» **Excerpts of pointing data**
········
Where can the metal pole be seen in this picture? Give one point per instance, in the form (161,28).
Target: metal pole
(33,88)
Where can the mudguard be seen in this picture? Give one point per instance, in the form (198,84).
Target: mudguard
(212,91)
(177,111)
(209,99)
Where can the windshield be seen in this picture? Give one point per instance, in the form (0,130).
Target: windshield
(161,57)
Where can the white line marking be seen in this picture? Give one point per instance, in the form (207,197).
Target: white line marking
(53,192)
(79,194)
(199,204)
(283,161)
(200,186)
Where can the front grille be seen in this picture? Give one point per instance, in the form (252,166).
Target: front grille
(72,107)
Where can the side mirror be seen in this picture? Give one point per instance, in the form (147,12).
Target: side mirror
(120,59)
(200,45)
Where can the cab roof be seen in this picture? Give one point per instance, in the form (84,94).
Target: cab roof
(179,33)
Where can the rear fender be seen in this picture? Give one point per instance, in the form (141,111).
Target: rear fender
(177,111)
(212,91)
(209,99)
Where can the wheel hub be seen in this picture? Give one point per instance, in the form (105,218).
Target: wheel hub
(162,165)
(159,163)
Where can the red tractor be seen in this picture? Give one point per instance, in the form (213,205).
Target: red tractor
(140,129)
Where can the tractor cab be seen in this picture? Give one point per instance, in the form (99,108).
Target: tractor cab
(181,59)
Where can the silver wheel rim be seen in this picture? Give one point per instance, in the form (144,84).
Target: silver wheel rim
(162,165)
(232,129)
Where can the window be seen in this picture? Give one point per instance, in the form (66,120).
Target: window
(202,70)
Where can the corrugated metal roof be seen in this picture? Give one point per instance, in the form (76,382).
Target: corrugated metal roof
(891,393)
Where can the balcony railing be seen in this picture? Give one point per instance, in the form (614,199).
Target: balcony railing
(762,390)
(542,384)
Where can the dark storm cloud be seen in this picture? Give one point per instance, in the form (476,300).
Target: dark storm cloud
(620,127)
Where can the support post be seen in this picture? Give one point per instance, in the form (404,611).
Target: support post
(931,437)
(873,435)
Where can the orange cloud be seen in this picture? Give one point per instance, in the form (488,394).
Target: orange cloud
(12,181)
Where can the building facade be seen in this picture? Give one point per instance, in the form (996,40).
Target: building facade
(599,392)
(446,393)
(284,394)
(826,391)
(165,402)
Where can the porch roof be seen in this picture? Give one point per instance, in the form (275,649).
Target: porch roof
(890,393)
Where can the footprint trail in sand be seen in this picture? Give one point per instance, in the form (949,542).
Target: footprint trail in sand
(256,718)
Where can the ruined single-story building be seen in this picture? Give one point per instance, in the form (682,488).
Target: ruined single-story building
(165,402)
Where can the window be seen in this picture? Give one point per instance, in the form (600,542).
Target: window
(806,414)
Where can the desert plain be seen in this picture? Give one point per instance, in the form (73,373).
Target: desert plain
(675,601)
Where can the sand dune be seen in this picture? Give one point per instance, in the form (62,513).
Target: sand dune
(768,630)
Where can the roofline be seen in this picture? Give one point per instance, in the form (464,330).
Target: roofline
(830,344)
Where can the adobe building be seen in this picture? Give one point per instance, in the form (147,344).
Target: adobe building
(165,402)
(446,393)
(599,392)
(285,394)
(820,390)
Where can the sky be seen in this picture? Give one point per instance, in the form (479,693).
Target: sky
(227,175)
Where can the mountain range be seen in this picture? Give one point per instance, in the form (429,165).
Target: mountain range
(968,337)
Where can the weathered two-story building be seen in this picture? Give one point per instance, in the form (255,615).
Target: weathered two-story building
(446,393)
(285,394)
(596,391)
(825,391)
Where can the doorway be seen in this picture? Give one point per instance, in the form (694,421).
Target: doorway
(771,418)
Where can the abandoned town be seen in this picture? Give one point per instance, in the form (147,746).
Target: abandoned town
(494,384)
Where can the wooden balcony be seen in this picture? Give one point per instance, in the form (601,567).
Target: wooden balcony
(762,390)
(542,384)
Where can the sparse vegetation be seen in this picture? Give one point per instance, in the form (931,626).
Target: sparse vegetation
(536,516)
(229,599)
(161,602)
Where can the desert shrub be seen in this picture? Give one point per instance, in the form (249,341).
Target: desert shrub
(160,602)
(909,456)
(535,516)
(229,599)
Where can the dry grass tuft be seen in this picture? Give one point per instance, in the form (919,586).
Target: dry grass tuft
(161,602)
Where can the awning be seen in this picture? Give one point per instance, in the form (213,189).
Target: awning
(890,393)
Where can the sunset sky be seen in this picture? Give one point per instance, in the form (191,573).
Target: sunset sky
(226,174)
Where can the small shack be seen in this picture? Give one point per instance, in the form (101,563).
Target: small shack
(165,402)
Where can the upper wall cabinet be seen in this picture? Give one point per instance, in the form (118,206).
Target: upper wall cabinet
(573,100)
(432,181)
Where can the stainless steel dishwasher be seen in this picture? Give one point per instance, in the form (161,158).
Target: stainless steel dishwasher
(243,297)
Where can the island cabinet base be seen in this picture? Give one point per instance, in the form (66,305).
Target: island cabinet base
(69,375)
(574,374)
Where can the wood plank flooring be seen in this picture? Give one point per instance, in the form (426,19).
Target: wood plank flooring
········
» **AIM OF THE EXERCISE**
Rewrite all of the lines above, substituting "Item" for each occurrence of "Target" and leaving everything else untouched.

» **TASK RESPONSE**
Where can the metal pole be seen in this picture? Give one point per instance, in the form (161,28).
Item: metal pole
(33,88)
Where can the mudguard be seen in this picture? Give one point per instance, in the form (198,84).
Item: mudguard
(212,91)
(177,111)
(209,99)
Where can the windshield be seen in this picture? Give one point per instance, in the form (0,130).
Item: windshield
(161,57)
Where can the white line marking be seen in this picture? Give one point per instance, in the form (207,197).
Item: white line marking
(53,192)
(79,194)
(199,204)
(283,161)
(200,186)
Where can the front grille be seen in this picture? Give one point per instance, in the form (252,166).
Item: front grille
(72,107)
Where can the side mirror be seen in this picture? Give one point per instance, in the form (147,12).
Item: side mirror
(120,59)
(200,45)
Where can the cab roof be seen in this picture? Give one point per instance, in the form (84,94).
Item: cab roof
(179,33)
Where can the rear fender be seen in this picture? Give one point per instance, in the form (141,111).
Item: rear fender
(177,111)
(212,91)
(209,99)
Where can the wheel hub be seen in this picture? Give one point per instance, in the form (105,218).
Item: wheel hub
(162,165)
(159,163)
Where can the red tractor be seen in this picture? Give one point per instance, in the form (213,205).
Item: red tractor
(140,129)
Where can the tractor cab be seen in this picture? Give one point per instance, in the form (99,108).
Item: tractor cab
(181,59)
Where can the silver wheel rim be seen in this picture? Give one point per instance, in the form (144,84).
Item: silver wheel rim
(162,165)
(232,129)
Where can the window be seen in this picture? Give one point per instance, in the form (66,120).
Item: window
(202,70)
Where can the corrugated metal roof be seen in this picture? Give one point per instance, in the form (76,382).
Item: corrugated metal roof
(891,393)
Where can the balcony railing be seen in this picture? Give one point per instance, in the form (614,199).
Item: balcony railing
(762,390)
(542,384)
Where can the dark storm cloud be seen in this picture? Give one point per instance, in the form (476,300).
Item: dark storm cloud
(620,127)
Where can the support post be seen in this picture? Give one point per instance, in the form (404,611).
Item: support post
(931,437)
(873,435)
Where can the orange cloud be seen in this picture? Give one point per instance, in the form (488,394).
Item: orange cloud
(12,181)
Where can the building facade be seen in this picture? Give one point per instance, in the form (996,40).
Item: building facade
(599,392)
(446,393)
(284,394)
(826,391)
(165,402)
Where can the porch roof be seen in this picture? Give one point per instance, in the form (275,649).
Item: porch roof
(890,393)
Where can the footprint trail in sand be seen in this picture? Give one point per instance, in the form (949,542).
Item: footprint trail in sand
(256,718)
Where can the ruined single-story building be seen in this picture? Give one point per instance, in the form (682,488).
Item: ruined single-story building
(165,402)
Where can the window be seen in this picture? Give one point per instance, in the form (600,542).
Item: window
(806,414)
Where can the desert plain be seen in this picture? Give one point per instance, in the form (73,373).
Item: desert plain
(675,601)
Where can the sand dune be seen in this picture? Give one point per instance, in the form (62,513).
Item: sand dune
(768,630)
Where can the roofline be seen in this picture? Give one point per instance, in the form (464,330).
Item: roofline
(830,344)
Where can the adobe building be seen in this picture? Give one point per instance, in the form (147,344).
Item: adobe building
(165,402)
(446,393)
(599,392)
(285,394)
(820,390)
Where can the sky be seen in this picture? Give one point per instance, in the form (479,693).
Item: sky
(227,175)
Where can the mountain range be seen in this picture? Give one point per instance, in the form (429,165).
Item: mountain range
(968,337)
Where can the weathered two-story building be seen in this picture? Give one point per instance, in the form (255,615).
Item: weathered two-story building
(446,393)
(285,394)
(596,391)
(825,391)
Where can the doorway be seen in this picture? Give one point per instance, in the form (694,421).
Item: doorway
(771,418)
Where can the abandoned town be seen in this picture? Give one point per instance, in the form (147,746).
Item: abandoned town
(494,384)
Where can the wooden balcony be seen in this picture? Give one point per instance, in the form (601,567).
Item: wooden balcony
(762,390)
(542,384)
Where can the sparse vegetation be seen in this picture? Give one point per instance, in the form (931,626).
Item: sparse vegetation
(536,516)
(229,599)
(161,602)
Where can the desert shrub be seen in this picture? Give one point per instance, in the form (249,341).
Item: desert shrub
(160,602)
(909,456)
(535,516)
(229,599)
Where can the dry grass tuft be seen in this picture? Give one point per instance, in the form (919,586).
Item: dry grass tuft
(161,602)
Where can the awning be seen in this picture? Give one point per instance, in the form (213,189).
Item: awning
(890,393)
Where can the sunset sky be seen in this picture? Give one point per instance, in the form (191,573).
Item: sunset sky
(226,174)
Where can the small shack be seen in this picture? Give one point per instance, in the form (101,563).
Item: small shack
(165,402)
Where can the upper wall cabinet be seen in this picture? Give one point per instance, in the form (118,206).
Item: upper wall cabinet
(573,100)
(432,181)
Where can the stainless steel dishwasher be seen in this picture? Give one point per instance, in the form (161,158).
Item: stainless steel dishwasher
(243,297)
Where can the island cabinet base be seen in this picture? Give one point per instance, in the form (66,305).
Item: island cabinet base
(69,375)
(574,374)
Where can the wood plank flooring be seen in this picture? Give one point per instance, in the form (426,19).
Item: wood plank flooring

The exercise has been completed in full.